(Detection examples)

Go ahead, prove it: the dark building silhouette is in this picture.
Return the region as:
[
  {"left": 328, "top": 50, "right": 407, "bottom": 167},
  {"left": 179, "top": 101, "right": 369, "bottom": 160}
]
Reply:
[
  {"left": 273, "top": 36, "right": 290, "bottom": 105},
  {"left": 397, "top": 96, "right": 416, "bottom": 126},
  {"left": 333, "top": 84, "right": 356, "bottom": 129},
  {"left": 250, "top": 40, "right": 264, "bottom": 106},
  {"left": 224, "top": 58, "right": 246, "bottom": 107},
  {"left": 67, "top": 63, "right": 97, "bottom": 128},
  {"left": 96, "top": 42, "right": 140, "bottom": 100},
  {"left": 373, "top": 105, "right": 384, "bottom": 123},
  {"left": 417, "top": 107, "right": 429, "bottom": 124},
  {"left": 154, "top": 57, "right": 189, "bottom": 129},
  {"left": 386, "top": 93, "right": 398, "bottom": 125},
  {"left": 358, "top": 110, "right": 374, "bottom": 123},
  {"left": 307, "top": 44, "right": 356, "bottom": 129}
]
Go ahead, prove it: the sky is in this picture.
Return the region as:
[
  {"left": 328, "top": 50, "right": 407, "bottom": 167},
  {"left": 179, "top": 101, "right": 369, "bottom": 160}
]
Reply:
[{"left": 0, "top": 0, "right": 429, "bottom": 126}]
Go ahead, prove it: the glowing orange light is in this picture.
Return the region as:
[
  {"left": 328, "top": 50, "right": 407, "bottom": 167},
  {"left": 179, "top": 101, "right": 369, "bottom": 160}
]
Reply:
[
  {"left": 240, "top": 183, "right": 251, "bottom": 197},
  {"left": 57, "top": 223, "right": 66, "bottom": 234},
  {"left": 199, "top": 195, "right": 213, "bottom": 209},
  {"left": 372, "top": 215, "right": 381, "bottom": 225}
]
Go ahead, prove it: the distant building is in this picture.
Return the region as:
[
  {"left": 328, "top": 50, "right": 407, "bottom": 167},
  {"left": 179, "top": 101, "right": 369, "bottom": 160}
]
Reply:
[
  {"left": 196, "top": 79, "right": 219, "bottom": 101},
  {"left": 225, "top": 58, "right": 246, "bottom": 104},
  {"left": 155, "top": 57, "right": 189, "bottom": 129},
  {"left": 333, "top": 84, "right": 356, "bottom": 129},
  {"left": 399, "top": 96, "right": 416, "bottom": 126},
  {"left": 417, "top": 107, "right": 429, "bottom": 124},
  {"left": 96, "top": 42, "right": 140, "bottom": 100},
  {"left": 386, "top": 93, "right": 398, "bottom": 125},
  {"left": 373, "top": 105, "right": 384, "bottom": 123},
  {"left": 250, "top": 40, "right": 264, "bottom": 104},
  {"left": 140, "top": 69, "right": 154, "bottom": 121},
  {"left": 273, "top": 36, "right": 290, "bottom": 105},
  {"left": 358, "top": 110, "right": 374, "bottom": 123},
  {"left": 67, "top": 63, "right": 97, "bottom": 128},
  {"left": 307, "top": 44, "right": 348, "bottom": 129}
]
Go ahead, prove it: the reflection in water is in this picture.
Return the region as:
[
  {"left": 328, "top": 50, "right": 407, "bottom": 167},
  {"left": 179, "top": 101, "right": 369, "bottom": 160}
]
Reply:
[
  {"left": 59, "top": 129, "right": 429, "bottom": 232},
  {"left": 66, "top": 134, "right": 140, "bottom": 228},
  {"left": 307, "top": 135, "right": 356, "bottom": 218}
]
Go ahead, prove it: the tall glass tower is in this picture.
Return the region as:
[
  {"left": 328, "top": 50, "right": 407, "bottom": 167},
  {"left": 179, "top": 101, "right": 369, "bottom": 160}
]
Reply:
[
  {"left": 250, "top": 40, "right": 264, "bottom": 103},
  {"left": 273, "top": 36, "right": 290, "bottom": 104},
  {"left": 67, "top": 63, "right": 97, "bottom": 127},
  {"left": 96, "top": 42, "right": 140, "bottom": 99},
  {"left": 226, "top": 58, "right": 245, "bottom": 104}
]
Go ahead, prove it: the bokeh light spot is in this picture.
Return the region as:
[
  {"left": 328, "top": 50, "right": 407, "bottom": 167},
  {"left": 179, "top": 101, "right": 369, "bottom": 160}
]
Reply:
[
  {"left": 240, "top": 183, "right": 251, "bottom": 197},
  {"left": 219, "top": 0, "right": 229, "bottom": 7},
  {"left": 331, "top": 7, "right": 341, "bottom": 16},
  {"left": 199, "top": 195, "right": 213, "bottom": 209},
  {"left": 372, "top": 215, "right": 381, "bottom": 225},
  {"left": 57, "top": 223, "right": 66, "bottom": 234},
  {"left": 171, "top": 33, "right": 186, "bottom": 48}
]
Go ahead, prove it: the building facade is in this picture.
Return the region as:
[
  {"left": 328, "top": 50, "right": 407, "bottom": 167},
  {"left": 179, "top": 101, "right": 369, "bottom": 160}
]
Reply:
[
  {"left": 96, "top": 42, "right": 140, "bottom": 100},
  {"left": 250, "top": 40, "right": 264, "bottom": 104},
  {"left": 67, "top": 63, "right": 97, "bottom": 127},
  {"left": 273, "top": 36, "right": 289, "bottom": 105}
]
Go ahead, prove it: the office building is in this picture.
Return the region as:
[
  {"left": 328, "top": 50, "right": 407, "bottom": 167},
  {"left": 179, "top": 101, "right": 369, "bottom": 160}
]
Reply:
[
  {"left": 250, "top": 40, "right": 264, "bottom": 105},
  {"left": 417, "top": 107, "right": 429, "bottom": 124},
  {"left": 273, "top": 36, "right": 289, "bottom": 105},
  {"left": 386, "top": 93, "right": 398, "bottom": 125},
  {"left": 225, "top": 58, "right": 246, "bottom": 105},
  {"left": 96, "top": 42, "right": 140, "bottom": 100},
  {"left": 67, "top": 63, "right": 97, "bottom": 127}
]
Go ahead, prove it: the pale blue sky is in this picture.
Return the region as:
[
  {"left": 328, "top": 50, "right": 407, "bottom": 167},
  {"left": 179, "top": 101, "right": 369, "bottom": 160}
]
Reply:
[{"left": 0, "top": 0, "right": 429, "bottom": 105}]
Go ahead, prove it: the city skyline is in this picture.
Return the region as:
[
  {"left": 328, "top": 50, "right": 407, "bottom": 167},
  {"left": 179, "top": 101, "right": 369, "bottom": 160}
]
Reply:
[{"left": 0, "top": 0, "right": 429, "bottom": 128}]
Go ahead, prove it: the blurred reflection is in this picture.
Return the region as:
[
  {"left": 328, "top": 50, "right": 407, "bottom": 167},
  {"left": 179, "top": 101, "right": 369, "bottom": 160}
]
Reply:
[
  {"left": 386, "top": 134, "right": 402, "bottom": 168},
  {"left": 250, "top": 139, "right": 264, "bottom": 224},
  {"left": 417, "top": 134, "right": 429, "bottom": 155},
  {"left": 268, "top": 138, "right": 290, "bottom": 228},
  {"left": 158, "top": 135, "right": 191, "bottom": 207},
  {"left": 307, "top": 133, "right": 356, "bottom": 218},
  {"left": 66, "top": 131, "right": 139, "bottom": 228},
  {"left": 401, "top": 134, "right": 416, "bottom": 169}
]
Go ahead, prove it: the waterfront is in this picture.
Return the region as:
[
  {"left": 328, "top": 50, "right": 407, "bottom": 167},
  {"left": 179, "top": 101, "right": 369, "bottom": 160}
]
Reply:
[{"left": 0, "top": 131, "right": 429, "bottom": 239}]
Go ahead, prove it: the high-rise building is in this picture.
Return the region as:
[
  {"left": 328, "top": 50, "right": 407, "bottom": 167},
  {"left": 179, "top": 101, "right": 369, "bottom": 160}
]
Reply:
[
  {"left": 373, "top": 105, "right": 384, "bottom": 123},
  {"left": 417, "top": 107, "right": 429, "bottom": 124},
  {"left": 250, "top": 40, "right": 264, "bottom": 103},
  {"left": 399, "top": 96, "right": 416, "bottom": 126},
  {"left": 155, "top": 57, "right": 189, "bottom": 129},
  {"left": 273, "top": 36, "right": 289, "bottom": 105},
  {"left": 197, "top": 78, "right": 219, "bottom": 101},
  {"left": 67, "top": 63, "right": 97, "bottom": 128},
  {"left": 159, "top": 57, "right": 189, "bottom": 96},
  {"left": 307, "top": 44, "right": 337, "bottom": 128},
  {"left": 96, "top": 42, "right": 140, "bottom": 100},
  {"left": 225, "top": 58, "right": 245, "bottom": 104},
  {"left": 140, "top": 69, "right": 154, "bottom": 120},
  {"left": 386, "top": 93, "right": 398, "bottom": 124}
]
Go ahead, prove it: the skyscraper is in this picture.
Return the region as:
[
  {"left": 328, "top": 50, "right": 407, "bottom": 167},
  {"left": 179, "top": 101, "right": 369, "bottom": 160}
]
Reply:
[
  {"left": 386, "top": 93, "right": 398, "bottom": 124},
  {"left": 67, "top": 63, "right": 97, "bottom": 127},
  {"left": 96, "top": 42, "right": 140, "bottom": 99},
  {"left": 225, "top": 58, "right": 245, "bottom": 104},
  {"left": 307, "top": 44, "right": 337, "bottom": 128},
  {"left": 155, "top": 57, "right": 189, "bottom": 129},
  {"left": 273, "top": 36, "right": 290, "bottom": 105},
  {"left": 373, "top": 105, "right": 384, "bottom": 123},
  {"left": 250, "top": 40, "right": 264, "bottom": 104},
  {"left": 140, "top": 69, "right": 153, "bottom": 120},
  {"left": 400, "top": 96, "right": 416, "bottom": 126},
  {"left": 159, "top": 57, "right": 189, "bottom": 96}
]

_Requirements_
Locate every line in the entries above that contains the word "reflection", and copy each of those lines.

_Exercise output_
Go ahead, prove it: the reflection in water is in this picture.
Go ahead, prove it: the blurred reflection is in this picture.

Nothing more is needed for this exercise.